> _SET PROBLEM A_:
Format the records as a numbered list, starting with the line that contains "I would appreciate it if you could identify the vintage" and going on through the end of the records, omitting blank lines and leaving the pictures out of the answer.

** begin PROVIDED PASSAGE **

World urged to use 'Earth Hour' to protect planet
March 26, 2011 by Madeleine Coorey
Earth Hour co-founder and executive director Andy Ridley. From Sydney to Seoul, London to Lima, and Dubai to Davis Station in frozen Antarctica, hundreds of millions of people are expected to switch off their lights on Saturday to mark "Earth Hour".
From Sydney to Seoul, London to Lima, and Dubai to Davis Station in frozen Antarctica, hundreds of millions of people are expected to switch off their lights on Saturday to mark "Earth Hour".
The movement that began in Sydney in 2007 to raise awareness about climate change now brings together people from around the world to turn the lights off for 60 minutes to reduce energy consumption.
"It's an hour in one day of the year," Earth Hour co-founder and executive director Andy Ridley told AFP early Saturday.
"The amount of power that's saved during that time is not really what it's about. What it is meant to be about is showing what can happen when people come together."
Ridley said 134 countries or territories were on board for the event, with many groups expected to use the hour to also pay tribute to Japan which this month suffered a 9.0 magnitude quake and tsunami.
In Scotland, there will be a traditional bagpipe lament to remember the thousands killed in the disaster while a minute's silence will be observed by a group climbing the Sydney Harbour Bridge and another in Antarctica.

** end PROVIDED PASSAGE **

> _SET PROBLEM B_:
Reproduce verbatim the portion of the Earth Hour article starting with "The movement that" and going on through "AFP early Saturday.".

** begin DATA FOR THE TASK **

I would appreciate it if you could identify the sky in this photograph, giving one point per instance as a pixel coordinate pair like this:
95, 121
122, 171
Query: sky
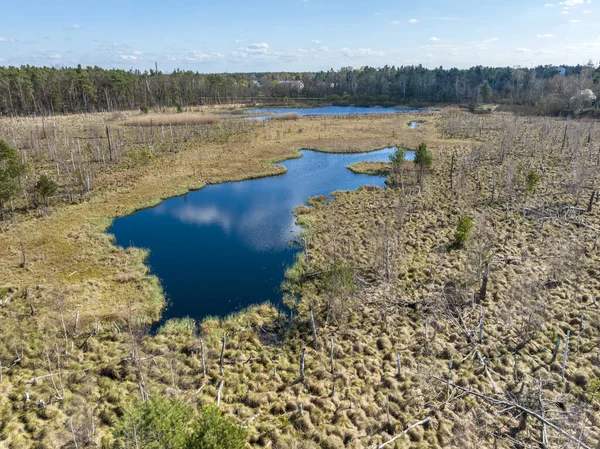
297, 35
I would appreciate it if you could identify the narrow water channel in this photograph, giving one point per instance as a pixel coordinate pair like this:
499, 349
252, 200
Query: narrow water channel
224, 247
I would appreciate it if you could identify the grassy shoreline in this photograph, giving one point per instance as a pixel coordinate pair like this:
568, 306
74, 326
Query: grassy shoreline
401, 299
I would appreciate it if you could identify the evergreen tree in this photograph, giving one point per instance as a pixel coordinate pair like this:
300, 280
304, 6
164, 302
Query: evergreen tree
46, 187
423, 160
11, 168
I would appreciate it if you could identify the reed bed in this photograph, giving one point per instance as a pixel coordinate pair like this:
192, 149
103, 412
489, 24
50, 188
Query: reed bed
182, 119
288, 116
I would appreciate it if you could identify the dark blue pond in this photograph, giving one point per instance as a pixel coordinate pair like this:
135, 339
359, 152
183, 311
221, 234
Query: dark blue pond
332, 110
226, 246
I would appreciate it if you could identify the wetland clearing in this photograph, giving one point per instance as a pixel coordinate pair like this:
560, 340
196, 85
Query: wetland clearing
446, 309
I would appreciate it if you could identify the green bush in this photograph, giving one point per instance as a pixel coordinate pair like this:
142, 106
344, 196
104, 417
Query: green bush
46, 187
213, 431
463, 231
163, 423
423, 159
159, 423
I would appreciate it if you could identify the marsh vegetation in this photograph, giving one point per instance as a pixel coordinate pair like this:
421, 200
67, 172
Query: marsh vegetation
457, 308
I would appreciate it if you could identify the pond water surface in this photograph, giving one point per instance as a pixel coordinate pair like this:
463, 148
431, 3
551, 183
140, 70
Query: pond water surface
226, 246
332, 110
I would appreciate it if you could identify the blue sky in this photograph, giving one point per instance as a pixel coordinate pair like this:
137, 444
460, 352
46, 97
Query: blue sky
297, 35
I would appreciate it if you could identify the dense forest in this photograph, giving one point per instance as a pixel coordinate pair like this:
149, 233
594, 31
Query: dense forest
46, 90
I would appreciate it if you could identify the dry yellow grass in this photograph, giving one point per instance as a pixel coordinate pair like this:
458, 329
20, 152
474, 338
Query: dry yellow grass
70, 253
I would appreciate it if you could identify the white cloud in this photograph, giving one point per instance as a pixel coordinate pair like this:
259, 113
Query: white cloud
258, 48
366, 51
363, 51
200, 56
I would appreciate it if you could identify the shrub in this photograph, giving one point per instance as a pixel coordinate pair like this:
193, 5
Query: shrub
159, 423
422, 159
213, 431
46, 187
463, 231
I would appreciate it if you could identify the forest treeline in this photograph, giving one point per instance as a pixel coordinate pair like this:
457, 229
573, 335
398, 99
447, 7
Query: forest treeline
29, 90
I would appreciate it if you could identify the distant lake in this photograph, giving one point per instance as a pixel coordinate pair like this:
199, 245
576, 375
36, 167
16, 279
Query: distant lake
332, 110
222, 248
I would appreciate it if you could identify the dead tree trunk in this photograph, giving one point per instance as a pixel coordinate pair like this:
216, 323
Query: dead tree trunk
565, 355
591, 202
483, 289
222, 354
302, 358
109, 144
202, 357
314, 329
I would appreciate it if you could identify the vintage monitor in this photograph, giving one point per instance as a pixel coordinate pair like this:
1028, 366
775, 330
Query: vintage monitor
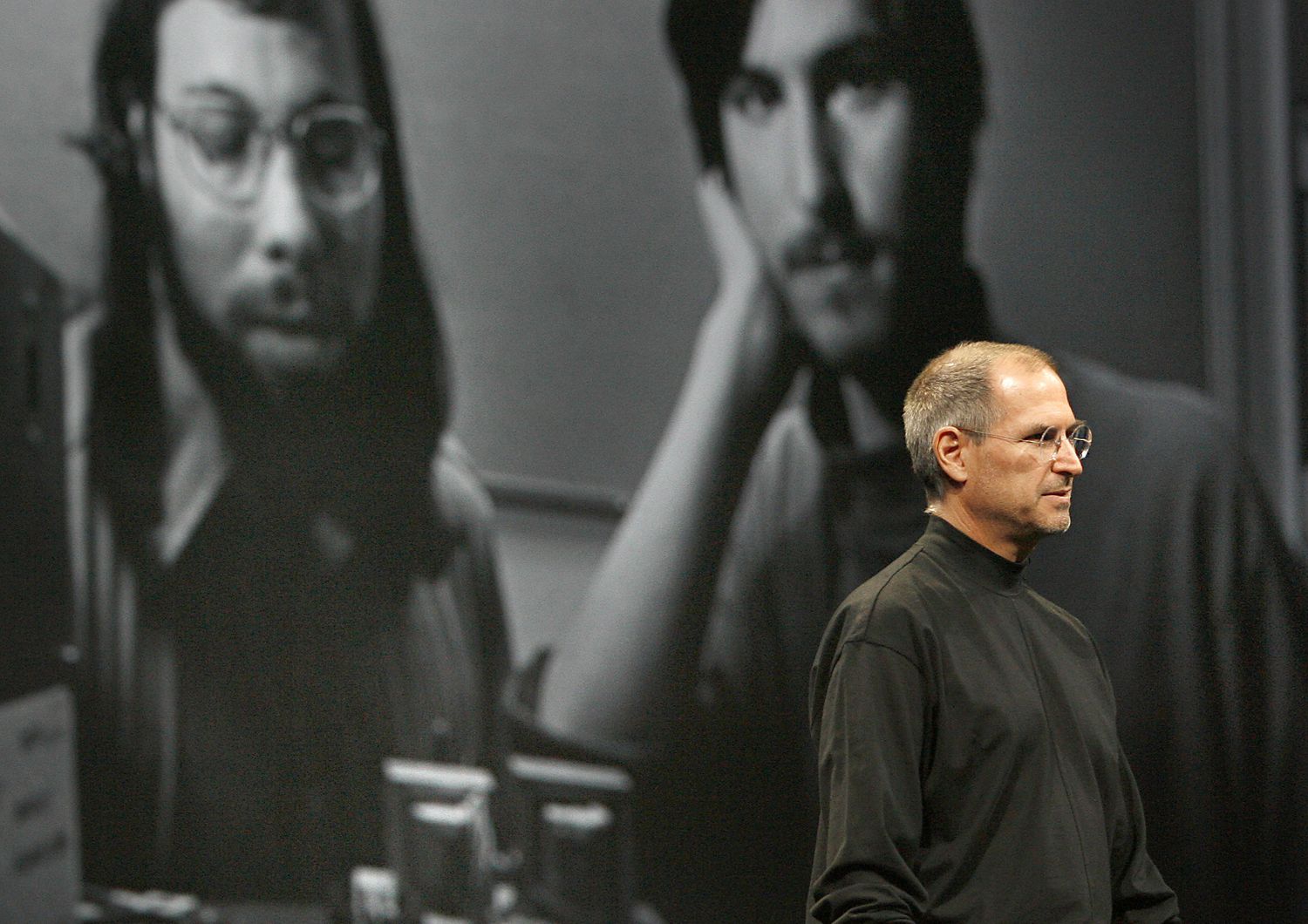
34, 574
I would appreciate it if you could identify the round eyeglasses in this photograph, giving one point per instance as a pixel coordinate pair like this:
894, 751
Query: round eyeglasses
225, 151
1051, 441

** end DATA FOR THE TASK **

> _WRITTEN SOLUTION A_:
1. I would appreciate it if you could identify the vintage monitor in this photograph, giving one point per instance as a pixel coordinate pair like this:
2. 1028, 366
3. 775, 330
4. Query: vintage monitor
5. 34, 574
6. I would appreciate it if you could identify the round eyeglasses in this photograph, giving one point per instance as a pixel coordinate pair like this:
7. 894, 751
8. Query: round eyeglasses
9. 225, 151
10. 1051, 441

> _WRITTEN SOLUTION B_:
The movement that began in Sydney in 2007 to raise awareness about climate change now brings together people from around the world to turn the lights off for 60 minutes to reduce energy consumption.
"It's an hour in one day of the year," Earth Hour co-founder and executive director Andy Ridley told AFP early Saturday.